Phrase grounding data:

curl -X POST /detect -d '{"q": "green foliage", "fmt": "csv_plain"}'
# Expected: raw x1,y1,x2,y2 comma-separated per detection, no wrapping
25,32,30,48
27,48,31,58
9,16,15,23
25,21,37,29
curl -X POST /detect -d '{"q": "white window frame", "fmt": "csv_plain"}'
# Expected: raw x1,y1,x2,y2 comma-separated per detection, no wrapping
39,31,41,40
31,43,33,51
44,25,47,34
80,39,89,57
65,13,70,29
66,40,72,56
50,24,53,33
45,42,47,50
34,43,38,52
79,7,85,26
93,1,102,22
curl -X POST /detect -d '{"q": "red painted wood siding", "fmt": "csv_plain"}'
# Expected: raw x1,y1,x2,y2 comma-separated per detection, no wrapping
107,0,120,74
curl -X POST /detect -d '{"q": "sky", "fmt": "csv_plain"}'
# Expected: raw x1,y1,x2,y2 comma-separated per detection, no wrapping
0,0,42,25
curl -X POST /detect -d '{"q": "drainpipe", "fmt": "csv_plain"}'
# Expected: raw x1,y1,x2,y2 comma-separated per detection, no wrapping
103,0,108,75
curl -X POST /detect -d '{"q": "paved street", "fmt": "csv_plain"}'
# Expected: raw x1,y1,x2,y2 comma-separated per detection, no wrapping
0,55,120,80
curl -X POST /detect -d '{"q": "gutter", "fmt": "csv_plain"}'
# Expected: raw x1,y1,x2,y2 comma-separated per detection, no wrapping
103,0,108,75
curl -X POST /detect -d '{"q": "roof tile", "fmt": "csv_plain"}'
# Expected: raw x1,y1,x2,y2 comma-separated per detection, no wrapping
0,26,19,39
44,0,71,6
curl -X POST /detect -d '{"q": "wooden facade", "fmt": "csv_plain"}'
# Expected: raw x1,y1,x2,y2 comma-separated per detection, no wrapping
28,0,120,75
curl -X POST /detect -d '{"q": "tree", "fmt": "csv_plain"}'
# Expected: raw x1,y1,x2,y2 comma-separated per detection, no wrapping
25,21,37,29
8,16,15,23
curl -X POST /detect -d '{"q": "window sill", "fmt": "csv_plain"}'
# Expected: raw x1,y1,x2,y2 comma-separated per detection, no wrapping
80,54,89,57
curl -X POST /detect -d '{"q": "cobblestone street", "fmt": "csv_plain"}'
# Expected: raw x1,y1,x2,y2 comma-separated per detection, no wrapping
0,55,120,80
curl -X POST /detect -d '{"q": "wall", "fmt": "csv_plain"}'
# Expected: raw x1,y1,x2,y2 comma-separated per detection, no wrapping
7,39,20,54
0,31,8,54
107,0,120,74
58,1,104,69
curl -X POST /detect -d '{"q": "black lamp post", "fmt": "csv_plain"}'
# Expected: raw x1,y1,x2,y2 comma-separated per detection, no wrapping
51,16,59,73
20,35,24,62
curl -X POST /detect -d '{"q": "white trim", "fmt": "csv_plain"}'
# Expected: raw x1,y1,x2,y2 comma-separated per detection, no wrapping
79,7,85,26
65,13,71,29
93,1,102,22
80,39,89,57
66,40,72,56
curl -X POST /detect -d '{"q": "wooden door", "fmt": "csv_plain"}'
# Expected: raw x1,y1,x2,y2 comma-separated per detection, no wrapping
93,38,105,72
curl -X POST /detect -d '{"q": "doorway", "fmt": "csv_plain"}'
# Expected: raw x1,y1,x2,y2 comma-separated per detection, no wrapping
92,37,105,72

ASSIGNED TASK:
For the data above, state how many of its lines contain the word "window", giving no other text.

YOUR RESPONSE:
2